◆ Your instructions ◆
Every line below should be repeated exactly.

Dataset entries
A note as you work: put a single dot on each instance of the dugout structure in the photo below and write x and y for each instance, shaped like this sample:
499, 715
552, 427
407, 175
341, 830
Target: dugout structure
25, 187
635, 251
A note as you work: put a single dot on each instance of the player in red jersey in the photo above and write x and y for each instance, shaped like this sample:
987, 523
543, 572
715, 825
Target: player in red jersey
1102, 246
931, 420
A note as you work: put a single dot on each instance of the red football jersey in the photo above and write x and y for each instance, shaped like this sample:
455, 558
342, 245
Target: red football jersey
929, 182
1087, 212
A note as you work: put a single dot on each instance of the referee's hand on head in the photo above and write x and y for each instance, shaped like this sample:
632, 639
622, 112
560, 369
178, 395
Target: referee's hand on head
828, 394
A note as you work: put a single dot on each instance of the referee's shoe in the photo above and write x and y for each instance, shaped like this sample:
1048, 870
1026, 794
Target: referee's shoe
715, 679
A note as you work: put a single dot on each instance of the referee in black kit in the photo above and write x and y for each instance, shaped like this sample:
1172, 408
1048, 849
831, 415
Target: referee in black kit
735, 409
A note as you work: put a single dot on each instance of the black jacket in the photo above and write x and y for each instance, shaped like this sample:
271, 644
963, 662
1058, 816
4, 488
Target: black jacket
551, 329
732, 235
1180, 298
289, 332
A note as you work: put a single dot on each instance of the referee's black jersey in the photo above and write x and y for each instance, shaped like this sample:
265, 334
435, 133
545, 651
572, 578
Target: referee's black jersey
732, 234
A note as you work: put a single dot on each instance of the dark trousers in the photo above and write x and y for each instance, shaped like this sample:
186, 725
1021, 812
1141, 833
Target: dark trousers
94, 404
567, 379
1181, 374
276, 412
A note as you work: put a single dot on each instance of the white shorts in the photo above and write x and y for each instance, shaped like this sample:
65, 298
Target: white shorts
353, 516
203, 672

◆ Exercise output ◆
A note as you work: put a single dot on each instance of the dugout structure in the photo below and write x and y for each instance, shaped like this sample:
499, 715
552, 427
407, 175
341, 830
Target: dugout structure
25, 187
635, 251
A note as you work: put a single dot on each instance of the player in red jersey in the photo above and write x and y for each instance, shaped like this sample:
987, 523
543, 572
715, 825
Target: player in red jersey
1102, 246
931, 420
A note as you work: put a single dot on each instance of the red football jersey in the photo above and write x and y for each instance, shaped like this sample:
455, 558
342, 245
Target: red football jersey
929, 182
1087, 212
A note as you work: put a single dot on each instance of the referee's hand on head in the photo above and write x and y for each instance, shaped like this sample:
632, 639
622, 112
560, 369
178, 395
Target: referee's hand on head
828, 394
A note as you work: put a single dot on each instance of the referee's shoe in the photo above and write x and y for each instance, shaped like this sample:
1048, 870
1026, 794
Target: referee's shoe
715, 679
A note as you work: put a single dot on each instance of the referee in black kit in the photo above and write x and y for each instance, shaped like this sample:
1172, 408
1048, 849
831, 415
Target: referee in black kit
735, 409
A note as you work: put a single dot on each instance of the black jacket in the photo above and write x and y for each instance, shaped like this sample:
271, 644
963, 662
1058, 816
4, 488
Target: black jacket
551, 329
732, 235
1180, 298
289, 332
A note as you work: put a single dot on each instance of the referee's black jersey in the photo above and write x and y for each instance, shaped like this sample:
265, 334
435, 133
545, 651
572, 578
Target: referee's black jersey
732, 234
A note as you work: put a single dot on each instance of the dark trousers in the photo above and write x and y for each instance, shaped like this sample:
186, 725
1021, 812
1141, 833
Target: dark trousers
94, 404
567, 379
1181, 374
276, 412
A note as you work: put a single dot on each instance of the white shorts in the photo above and write x and y for each instance, shaped like this sample:
65, 298
Target: white shorts
353, 516
203, 672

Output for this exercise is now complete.